* [PROBLEM REQUIREMENTS] Give back the full listing exactly as written.

* [EXTRACTED MATERIAL]
'''

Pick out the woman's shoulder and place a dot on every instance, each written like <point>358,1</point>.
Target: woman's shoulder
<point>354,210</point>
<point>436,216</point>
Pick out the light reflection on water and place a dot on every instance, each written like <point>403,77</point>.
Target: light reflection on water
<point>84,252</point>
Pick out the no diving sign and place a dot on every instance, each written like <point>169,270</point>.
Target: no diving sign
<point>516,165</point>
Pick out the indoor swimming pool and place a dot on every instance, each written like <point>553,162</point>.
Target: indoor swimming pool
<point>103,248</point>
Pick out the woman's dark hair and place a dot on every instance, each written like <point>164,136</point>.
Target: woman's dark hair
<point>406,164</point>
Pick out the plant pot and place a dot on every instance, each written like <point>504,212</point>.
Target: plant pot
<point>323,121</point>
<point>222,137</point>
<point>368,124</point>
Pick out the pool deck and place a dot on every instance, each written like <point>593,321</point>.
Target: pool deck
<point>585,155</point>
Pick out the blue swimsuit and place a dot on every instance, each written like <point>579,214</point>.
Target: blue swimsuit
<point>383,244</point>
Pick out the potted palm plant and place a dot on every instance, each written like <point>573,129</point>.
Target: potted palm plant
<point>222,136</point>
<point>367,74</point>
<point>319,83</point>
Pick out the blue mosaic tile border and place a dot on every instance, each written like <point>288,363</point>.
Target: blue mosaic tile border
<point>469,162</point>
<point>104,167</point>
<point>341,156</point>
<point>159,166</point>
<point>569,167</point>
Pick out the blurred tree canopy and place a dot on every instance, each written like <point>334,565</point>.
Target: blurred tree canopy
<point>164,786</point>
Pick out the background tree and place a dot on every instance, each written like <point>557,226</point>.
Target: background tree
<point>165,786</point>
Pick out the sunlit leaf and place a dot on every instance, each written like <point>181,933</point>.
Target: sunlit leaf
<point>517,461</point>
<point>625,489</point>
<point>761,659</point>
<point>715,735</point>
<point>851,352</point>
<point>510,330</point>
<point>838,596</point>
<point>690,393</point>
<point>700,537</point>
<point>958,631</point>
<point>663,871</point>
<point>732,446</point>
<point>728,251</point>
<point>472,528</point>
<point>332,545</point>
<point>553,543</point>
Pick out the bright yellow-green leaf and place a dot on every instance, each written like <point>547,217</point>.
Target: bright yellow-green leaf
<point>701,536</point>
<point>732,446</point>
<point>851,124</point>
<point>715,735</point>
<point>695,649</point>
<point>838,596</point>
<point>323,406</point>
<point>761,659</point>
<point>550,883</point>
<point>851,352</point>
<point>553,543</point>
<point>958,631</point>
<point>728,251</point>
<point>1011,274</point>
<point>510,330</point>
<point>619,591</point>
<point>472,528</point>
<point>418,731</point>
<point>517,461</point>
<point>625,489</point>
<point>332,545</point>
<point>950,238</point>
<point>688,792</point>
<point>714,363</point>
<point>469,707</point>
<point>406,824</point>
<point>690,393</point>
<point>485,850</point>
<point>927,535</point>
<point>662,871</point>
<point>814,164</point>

'''

* [YOUR SOLUTION]
Pick out the woman's shoulder and place a dot on every instance, each written like <point>358,1</point>.
Target: woman's shoulder
<point>354,210</point>
<point>436,216</point>
Pick out the light reflection on water and place a dot on every instance, each written like <point>403,77</point>.
Target: light reflection on water
<point>84,252</point>
Pick out the no diving sign and place a dot on every instance, each written like <point>169,270</point>.
Target: no diving sign
<point>516,165</point>
Pick out the indoor swimming pool and place a dot on every instance, each written like <point>553,162</point>.
Target: indoor swimming pool
<point>103,248</point>
Pick out the woman's dark hair and place a dot on every instance, each written like <point>164,136</point>.
Target: woman's dark hair
<point>406,164</point>
Pick out the plant pot and place a dot on every instance, each written like <point>504,212</point>.
Target: plant pot
<point>323,121</point>
<point>222,137</point>
<point>368,124</point>
Pick out the pool deck and place a dot on every instance, each written like <point>593,321</point>.
Target: pool deck
<point>585,155</point>
Pick out the blue swimsuit and place a dot on every instance, each written like <point>579,214</point>.
Target: blue swimsuit
<point>383,244</point>
Pick out the potted palm plant and place a dot on every instance, each written like <point>573,129</point>.
Target: potted palm plant
<point>222,136</point>
<point>367,74</point>
<point>319,83</point>
Pick out the blue mosaic tile border and place a dot on every instance, each written like <point>288,363</point>.
Target: blue mosaic tile border
<point>469,162</point>
<point>104,167</point>
<point>341,156</point>
<point>159,166</point>
<point>569,167</point>
Pick out the blurred tree canopy and place a dot on every instance, each written like <point>334,565</point>.
Target: blurred tree canopy
<point>164,786</point>
Pick out the background tree and place a dot on every instance, each written like <point>557,226</point>.
Target: background tree
<point>165,786</point>
Pick out the sunlit leaf and place a dot on every instance, each written like <point>181,933</point>.
Target: sunlit leaf
<point>517,461</point>
<point>625,489</point>
<point>761,659</point>
<point>715,735</point>
<point>851,352</point>
<point>510,330</point>
<point>838,596</point>
<point>690,393</point>
<point>700,537</point>
<point>958,631</point>
<point>663,871</point>
<point>732,446</point>
<point>728,251</point>
<point>472,528</point>
<point>332,545</point>
<point>553,543</point>
Pick out the bright yellow-green leaf and place a dot on every instance, each written like <point>547,217</point>.
Target: bright yellow-green leaf
<point>701,536</point>
<point>732,446</point>
<point>851,124</point>
<point>715,735</point>
<point>695,649</point>
<point>838,596</point>
<point>323,406</point>
<point>761,659</point>
<point>550,883</point>
<point>851,352</point>
<point>553,543</point>
<point>958,631</point>
<point>728,251</point>
<point>1011,274</point>
<point>510,330</point>
<point>619,591</point>
<point>472,528</point>
<point>418,731</point>
<point>517,461</point>
<point>625,489</point>
<point>332,545</point>
<point>950,238</point>
<point>688,792</point>
<point>714,363</point>
<point>469,707</point>
<point>406,824</point>
<point>690,393</point>
<point>485,850</point>
<point>927,535</point>
<point>662,871</point>
<point>814,164</point>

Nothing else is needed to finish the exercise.